* [Objective]:
Identify each line of the records that contains the word "beak", and copy every such line in full.

* [Stored records]:
+++++

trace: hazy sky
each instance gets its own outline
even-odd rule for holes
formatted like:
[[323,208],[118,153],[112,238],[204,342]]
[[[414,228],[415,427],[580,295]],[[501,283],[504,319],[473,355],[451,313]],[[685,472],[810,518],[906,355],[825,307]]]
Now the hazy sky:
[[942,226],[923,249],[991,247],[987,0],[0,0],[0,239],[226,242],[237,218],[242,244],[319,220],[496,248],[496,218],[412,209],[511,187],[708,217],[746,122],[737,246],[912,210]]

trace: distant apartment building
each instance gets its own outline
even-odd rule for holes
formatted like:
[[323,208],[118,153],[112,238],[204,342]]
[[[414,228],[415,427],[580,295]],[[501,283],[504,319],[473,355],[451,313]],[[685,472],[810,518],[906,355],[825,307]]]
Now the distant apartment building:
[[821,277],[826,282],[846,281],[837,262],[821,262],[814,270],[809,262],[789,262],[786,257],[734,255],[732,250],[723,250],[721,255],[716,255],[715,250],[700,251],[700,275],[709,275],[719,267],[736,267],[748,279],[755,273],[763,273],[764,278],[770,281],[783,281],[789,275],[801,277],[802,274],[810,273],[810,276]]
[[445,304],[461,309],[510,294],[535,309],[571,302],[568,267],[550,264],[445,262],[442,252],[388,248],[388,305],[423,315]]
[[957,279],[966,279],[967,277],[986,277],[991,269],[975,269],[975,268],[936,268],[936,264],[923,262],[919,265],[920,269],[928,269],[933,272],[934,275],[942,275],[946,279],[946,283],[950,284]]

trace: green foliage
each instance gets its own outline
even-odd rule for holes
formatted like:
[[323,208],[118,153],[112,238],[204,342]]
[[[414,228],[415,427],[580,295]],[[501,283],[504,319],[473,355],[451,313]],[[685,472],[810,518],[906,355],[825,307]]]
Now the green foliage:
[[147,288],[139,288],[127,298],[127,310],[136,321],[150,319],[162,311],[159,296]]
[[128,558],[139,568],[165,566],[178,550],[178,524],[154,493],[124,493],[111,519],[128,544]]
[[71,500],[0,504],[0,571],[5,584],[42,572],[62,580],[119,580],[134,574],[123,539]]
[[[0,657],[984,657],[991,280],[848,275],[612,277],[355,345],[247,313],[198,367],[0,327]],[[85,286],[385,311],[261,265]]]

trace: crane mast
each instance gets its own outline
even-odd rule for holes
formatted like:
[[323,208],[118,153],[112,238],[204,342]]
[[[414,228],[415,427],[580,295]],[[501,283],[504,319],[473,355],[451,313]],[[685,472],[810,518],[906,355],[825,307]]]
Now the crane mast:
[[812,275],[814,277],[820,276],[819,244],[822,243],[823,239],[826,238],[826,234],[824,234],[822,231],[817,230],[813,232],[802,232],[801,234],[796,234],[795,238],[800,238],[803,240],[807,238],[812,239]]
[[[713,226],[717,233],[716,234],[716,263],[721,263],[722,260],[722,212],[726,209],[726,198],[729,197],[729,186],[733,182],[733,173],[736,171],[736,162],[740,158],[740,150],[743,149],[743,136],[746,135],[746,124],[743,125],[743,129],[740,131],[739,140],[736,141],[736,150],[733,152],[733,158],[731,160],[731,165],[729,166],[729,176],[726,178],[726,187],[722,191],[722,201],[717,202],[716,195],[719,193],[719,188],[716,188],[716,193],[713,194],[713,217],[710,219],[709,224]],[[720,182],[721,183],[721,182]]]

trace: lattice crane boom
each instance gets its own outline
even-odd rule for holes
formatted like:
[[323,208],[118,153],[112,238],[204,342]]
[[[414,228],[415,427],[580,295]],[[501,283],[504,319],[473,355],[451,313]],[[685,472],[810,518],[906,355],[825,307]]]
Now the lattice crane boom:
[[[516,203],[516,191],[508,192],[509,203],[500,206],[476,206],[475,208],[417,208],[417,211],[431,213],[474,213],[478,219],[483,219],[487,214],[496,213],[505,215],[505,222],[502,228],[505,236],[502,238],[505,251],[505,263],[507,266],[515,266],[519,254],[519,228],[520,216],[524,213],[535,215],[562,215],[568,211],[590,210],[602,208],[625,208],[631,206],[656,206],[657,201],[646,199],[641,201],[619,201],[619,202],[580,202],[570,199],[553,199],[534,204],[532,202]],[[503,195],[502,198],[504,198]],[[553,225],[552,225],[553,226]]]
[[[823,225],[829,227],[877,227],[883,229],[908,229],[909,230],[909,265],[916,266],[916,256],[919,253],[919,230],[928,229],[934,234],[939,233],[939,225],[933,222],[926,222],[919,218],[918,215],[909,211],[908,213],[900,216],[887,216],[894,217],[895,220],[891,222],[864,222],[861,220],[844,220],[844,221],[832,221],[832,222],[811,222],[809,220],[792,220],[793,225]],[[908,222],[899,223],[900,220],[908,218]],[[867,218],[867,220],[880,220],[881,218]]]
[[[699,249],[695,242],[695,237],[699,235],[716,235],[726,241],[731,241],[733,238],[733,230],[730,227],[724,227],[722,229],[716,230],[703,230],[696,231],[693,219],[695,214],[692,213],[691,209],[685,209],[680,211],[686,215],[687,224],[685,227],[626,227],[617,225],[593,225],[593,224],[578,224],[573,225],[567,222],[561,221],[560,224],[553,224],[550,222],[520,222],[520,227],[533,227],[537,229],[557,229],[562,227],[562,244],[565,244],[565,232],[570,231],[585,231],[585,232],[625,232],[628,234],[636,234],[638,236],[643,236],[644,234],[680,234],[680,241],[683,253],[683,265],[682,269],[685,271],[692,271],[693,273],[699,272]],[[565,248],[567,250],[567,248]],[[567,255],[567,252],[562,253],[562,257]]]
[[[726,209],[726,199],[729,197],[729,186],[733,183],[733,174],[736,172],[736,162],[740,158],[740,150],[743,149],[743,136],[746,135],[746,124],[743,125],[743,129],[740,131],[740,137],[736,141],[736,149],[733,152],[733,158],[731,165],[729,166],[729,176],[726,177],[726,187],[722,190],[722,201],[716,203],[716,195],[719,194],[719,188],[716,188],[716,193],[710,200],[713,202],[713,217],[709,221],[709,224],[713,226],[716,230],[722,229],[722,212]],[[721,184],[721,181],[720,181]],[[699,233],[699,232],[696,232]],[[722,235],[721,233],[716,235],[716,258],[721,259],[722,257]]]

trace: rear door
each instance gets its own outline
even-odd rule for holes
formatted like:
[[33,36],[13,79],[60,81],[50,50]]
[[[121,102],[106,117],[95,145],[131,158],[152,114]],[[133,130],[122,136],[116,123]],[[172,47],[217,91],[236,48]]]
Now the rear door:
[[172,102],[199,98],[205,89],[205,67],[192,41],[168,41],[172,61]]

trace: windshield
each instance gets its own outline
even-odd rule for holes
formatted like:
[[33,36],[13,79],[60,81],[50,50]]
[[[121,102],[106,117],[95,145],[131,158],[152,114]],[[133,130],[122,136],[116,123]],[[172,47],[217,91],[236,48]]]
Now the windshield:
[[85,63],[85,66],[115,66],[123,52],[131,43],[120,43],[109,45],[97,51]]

+++++

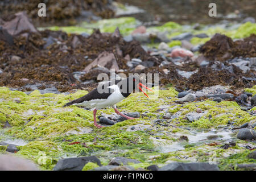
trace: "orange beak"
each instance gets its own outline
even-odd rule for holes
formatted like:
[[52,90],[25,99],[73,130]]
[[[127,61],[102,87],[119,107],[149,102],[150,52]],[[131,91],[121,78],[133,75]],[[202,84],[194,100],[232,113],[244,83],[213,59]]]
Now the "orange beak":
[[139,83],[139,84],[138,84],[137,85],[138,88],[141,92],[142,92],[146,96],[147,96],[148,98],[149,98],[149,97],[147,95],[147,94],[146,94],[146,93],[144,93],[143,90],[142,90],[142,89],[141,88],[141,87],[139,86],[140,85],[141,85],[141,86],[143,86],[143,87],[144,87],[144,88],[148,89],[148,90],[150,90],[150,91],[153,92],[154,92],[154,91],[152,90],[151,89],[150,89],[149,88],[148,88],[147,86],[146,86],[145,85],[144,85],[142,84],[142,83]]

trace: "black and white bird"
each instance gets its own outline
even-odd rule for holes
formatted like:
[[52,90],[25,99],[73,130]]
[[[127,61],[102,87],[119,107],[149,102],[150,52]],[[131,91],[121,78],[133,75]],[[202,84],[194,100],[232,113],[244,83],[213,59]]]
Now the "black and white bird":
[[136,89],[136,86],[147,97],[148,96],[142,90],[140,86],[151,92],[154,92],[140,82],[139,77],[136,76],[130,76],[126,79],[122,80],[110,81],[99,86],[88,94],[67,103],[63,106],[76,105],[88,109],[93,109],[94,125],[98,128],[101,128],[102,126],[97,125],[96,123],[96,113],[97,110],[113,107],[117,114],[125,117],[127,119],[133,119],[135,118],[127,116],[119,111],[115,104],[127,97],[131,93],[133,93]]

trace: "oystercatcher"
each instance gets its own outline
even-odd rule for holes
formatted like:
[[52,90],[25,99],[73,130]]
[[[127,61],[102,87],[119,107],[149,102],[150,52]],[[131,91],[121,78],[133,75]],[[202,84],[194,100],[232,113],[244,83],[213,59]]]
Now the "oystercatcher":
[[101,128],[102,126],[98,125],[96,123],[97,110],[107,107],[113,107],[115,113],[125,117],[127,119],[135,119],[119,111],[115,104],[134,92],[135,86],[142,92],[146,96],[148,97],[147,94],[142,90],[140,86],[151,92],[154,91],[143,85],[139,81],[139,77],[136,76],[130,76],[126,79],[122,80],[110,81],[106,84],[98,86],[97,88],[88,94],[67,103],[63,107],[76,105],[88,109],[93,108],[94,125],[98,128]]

+++++

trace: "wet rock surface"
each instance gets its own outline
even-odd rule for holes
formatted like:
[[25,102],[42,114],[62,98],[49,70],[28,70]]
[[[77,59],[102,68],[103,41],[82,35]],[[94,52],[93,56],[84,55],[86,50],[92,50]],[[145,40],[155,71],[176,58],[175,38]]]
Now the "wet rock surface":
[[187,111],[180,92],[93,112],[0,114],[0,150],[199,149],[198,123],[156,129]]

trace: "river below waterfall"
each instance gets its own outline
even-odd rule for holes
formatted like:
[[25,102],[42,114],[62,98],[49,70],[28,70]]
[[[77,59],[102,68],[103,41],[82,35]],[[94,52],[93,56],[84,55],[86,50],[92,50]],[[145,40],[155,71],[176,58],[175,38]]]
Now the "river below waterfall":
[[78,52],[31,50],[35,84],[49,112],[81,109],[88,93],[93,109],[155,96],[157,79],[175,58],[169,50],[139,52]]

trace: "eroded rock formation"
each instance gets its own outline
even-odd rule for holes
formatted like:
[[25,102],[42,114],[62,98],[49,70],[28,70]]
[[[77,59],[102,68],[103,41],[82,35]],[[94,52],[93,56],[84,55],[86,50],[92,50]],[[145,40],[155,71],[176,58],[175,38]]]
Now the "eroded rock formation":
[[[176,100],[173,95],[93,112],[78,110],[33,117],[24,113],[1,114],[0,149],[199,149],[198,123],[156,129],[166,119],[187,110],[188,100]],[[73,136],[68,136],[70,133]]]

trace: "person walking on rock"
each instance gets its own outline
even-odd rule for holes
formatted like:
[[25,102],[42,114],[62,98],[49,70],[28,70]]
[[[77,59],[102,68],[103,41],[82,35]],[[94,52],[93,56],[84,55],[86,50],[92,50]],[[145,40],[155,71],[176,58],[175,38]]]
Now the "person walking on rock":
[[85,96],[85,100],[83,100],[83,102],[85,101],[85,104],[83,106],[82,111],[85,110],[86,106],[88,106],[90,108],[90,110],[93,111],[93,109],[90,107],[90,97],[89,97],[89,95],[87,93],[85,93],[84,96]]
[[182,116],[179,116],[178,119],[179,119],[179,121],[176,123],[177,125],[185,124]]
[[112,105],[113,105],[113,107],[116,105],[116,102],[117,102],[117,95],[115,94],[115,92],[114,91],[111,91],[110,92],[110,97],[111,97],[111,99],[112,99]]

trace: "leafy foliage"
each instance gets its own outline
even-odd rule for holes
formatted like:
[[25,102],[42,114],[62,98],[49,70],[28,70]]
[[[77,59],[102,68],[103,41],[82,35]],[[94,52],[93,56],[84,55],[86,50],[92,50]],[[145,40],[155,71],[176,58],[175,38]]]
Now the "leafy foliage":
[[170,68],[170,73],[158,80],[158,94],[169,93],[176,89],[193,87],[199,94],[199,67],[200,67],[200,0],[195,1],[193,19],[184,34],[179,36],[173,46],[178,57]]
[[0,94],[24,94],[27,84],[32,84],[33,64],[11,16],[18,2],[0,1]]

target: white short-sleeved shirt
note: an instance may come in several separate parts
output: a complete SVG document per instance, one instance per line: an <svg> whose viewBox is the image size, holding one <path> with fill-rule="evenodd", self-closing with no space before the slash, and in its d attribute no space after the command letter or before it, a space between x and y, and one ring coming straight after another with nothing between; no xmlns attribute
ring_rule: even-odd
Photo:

+++++

* [Task solution]:
trace: "orange beak"
Now the "orange beak":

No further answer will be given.